• [What the exercise asks]:
Using the passage on federal identity management below, answer each question briefly.
1. Which NIST publication is being revised?
2. What three pieces of information will Login.gov ask for when access requires only Level of Assurance 1?
3. What does the system assign to the data once a user has been authenticated?

• [Given passage]:
****************

NIST is attempting to move the work forward with a revision to its Special Publication 800-63, which outlines best practices for identity management. The revised document will be open for public comment soon.
Garcia said a good approach to ID management should be multimodal. Using the Washington, D.C., subway system as an analogy, he noted that most riders use escalators to get to different levels of a station while some use elevators. When elevators are out of service, the system provides a shuttle bus to a nearby station that has working ones. The Defense Department is already moving toward such an approach for its personnel.
Similarly, an authentication method could require a smartphone, but there must be an alternative process for those who don't have a smartphone.
"We haven't really adopted that as simply the way life is for many of these online services," Garcia said. "You can't do it the same way for everybody. It just won't work."
Future-proofing is another key aspect of the revisions to SP 800-63, he added. For example, instead of specifying the pieces of evidence that an agency can use to verify a visitor's identity, the circular will describe the characteristics of good evidence.
"Over time, if other types of evidence emerge or existing types of evidence change, they can move between them by the way they innovate without us having to come back and point to it again," he said.
GSA's efforts are also encouraging, though not yet proven in practice. The Login.gov team is trying to learn from the Connect.gov experience, Garcia said, and the changes could represent real improvements if they work.
"Our office was a big proponent of the Connect.gov approach," he added. "There are some differences with the way Login.gov is currently implemented."
According to 18F, Login.gov builds on groundwork that Connect.gov laid, along with NIST, the White House's Cybersecurity National Action Plan and GSA's Federal Acquisition Service. It uses a combination of public and private identifiers to create a single-sign-on account for each user, adding multifactor authentication to enhance the basic password paradigm.
Importantly for privacy, Garcia said, the Connect.gov approach relied on existing commercial credentials to establish the user's authentication but does not store the data.
"The government does not have to create a new account and manage your information. There is no warehouse of personal information," he said of the Connect.gov efforts. "We do prefer to see leveraging of commercial credentials as a matter of choice. We don't have a problem with creating a government credential as well."
According to a system of records notice that GSA published in the Federal Register in August, Login.gov will ask only for information needed to provide the appropriate level of security. For access to information that requires only Level of Assurance 1, the system will ask for a username, password and phone number. For LOA3, to gain access to more sensitive personal information, additional factors such as Social Security numbers and financial and credit information will be required.
Once the user has been authenticated, the system assigns a meaningless, unique number to the data. The user can then be granted access to an agency website without providing the sensitive personal information again. GSA's partner agencies have access to the personal information only with the visitor's permission.
However, if Login.gov becomes the federal authentication platform of choice, it might face a big hurdle that also tripped up Connect.gov.
"The business model is awfully difficult," Garcia said. With Connect.gov, "we think we really nailed the technology, and it was a massive improvement over agencies' own solutions, but it was difficult to [develop] a cost-recovery model. You want the costs to be shared across agencies, but that's hard to do. If you can get over that hump, that's a huge gain."
Note: This article was updated on Dec. 5 to clarify that certain remarks from Michael Garcia referred to Connect.gov, not the more recent Login.gov efforts.

****************

• [Supplied information]:
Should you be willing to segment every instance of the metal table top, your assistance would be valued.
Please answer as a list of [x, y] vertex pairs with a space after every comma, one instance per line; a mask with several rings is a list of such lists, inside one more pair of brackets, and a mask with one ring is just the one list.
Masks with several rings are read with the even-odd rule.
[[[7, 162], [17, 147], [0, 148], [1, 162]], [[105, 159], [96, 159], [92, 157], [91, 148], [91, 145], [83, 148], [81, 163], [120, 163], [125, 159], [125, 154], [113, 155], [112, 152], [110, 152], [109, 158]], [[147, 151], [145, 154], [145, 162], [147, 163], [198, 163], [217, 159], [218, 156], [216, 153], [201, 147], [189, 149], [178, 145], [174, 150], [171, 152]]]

****************

• [Response below]:
1. Special Publication 800-63
2. A username, a password and a phone number
3. A meaningless, unique number